--- START Data ---

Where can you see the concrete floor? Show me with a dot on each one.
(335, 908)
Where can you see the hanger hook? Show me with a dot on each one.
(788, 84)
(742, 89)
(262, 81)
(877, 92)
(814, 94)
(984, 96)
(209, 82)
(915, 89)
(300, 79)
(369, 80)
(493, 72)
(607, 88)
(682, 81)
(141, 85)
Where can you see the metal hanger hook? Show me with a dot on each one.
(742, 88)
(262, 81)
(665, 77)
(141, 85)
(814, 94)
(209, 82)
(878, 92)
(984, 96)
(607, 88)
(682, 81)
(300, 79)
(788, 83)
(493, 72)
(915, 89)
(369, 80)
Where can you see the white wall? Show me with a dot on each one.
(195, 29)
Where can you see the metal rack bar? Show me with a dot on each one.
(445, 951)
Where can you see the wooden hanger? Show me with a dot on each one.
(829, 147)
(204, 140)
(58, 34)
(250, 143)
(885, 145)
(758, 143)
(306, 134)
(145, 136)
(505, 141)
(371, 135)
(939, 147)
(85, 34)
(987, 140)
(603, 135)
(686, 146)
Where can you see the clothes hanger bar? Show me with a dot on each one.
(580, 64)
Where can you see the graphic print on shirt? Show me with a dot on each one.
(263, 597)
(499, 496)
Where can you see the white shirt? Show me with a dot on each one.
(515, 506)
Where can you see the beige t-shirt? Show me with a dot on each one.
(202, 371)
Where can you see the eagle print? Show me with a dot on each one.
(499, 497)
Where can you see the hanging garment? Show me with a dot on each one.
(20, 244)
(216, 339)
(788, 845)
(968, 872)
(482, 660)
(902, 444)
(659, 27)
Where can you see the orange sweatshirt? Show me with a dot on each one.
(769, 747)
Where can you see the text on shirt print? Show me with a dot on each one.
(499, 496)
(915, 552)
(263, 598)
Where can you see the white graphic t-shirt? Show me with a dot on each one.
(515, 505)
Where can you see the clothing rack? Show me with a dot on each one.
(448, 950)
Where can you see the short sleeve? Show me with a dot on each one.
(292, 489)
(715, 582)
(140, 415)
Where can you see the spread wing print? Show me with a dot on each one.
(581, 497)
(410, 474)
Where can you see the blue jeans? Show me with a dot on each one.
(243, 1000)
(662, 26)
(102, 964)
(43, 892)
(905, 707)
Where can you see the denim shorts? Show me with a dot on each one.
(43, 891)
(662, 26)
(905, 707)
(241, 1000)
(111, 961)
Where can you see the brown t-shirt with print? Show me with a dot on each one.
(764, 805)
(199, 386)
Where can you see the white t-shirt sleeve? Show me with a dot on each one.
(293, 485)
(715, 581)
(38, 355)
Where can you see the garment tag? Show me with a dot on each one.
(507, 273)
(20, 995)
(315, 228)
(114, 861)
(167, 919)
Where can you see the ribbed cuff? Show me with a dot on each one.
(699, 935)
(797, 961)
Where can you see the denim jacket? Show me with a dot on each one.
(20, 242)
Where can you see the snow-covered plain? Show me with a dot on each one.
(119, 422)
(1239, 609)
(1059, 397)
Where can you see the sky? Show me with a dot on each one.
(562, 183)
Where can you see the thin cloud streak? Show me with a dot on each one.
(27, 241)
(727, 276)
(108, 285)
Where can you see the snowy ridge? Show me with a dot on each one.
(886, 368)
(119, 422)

--- END Data ---

▶ _Description of the task_:
Type the material above out again, exactly.

▶ _Task result_:
Where can you see the concrete floor? Show me with a dot on each one.
(335, 908)
Where can you see the hanger hook? Show me with a dot on each one.
(788, 84)
(742, 89)
(262, 81)
(877, 92)
(814, 94)
(984, 96)
(209, 82)
(915, 89)
(300, 79)
(369, 80)
(493, 72)
(607, 88)
(682, 81)
(141, 85)
Where can you see the metal hanger hook? Show me with a dot on each one.
(742, 88)
(262, 81)
(665, 77)
(141, 85)
(814, 94)
(209, 82)
(878, 92)
(984, 96)
(607, 88)
(682, 81)
(300, 79)
(788, 83)
(493, 72)
(915, 89)
(369, 80)
Where can you see the white wall? Show me with a dot on each one.
(195, 29)
Where can you see the metal rack bar? Show me with a dot on each one.
(445, 951)
Where can you see the wooden hanger? Show me with a dot on each one.
(829, 147)
(204, 140)
(58, 34)
(250, 143)
(885, 145)
(758, 143)
(306, 134)
(145, 136)
(505, 141)
(371, 135)
(939, 147)
(85, 34)
(987, 140)
(603, 135)
(686, 146)
Where can you see the clothes hanger bar? Show me with a dot on each one.
(580, 64)
Where can you see the graphic print on shirt? Show me with a dot on each one.
(263, 597)
(499, 496)
Where can you see the white shirt? Show me with a dot on each one.
(515, 506)
Where can you see the beige t-shirt? Show me with a dot on each one.
(202, 371)
Where can you see the eagle print? Show me with a dot on each one.
(499, 497)
Where can you see the hanging garment? Show me with a dot on each one.
(20, 244)
(216, 339)
(788, 845)
(968, 872)
(482, 660)
(902, 444)
(659, 27)
Where can you see the orange sweatshirt? Show me with a dot on each one.
(769, 747)
Where can you see the text on shirt print? Show me with a dot on each one.
(499, 496)
(915, 552)
(263, 598)
Where can you see the white graphic t-shirt? Show me with a dot on each one.
(515, 505)
Where can you see the clothing rack? Show me with a dot on each one.
(448, 950)
Where can you see the short sleeve? Show me with a dot on each one.
(292, 489)
(715, 582)
(140, 415)
Where can you see the spread wing print? Show me with a dot on each one.
(581, 497)
(410, 474)
Where can you see the blue jeans? Show me with a dot on each one.
(243, 1000)
(662, 26)
(102, 964)
(43, 892)
(905, 707)
Where can you see the denim shorts? Show me with a dot on each one.
(43, 891)
(662, 26)
(905, 707)
(241, 1000)
(111, 961)
Where can you see the brown t-shirt with print? Show me with a dot on each one.
(764, 805)
(199, 386)
Where can you see the white t-shirt sleeve? Show me with a dot on each one.
(293, 485)
(715, 581)
(38, 355)
Where can you see the garment tag? Show me with a dot on each one.
(507, 273)
(20, 995)
(315, 228)
(114, 861)
(167, 919)
Where can you see the ribbed cuff? Show me with a dot on each one.
(699, 935)
(797, 961)
Where can you see the denim jacket? Show me with a dot on each one.
(20, 242)
Where can you see the snow-covered plain? Show me with a dot on each one.
(119, 422)
(1239, 609)
(1059, 397)
Where can you see the sky? Show me with a dot on each one.
(562, 183)
Where can you see the thin cloud streak? Show me with a dot on each one.
(27, 241)
(727, 276)
(108, 285)
Where can you see the snowy ridge? Show me with a dot on each one.
(886, 368)
(119, 422)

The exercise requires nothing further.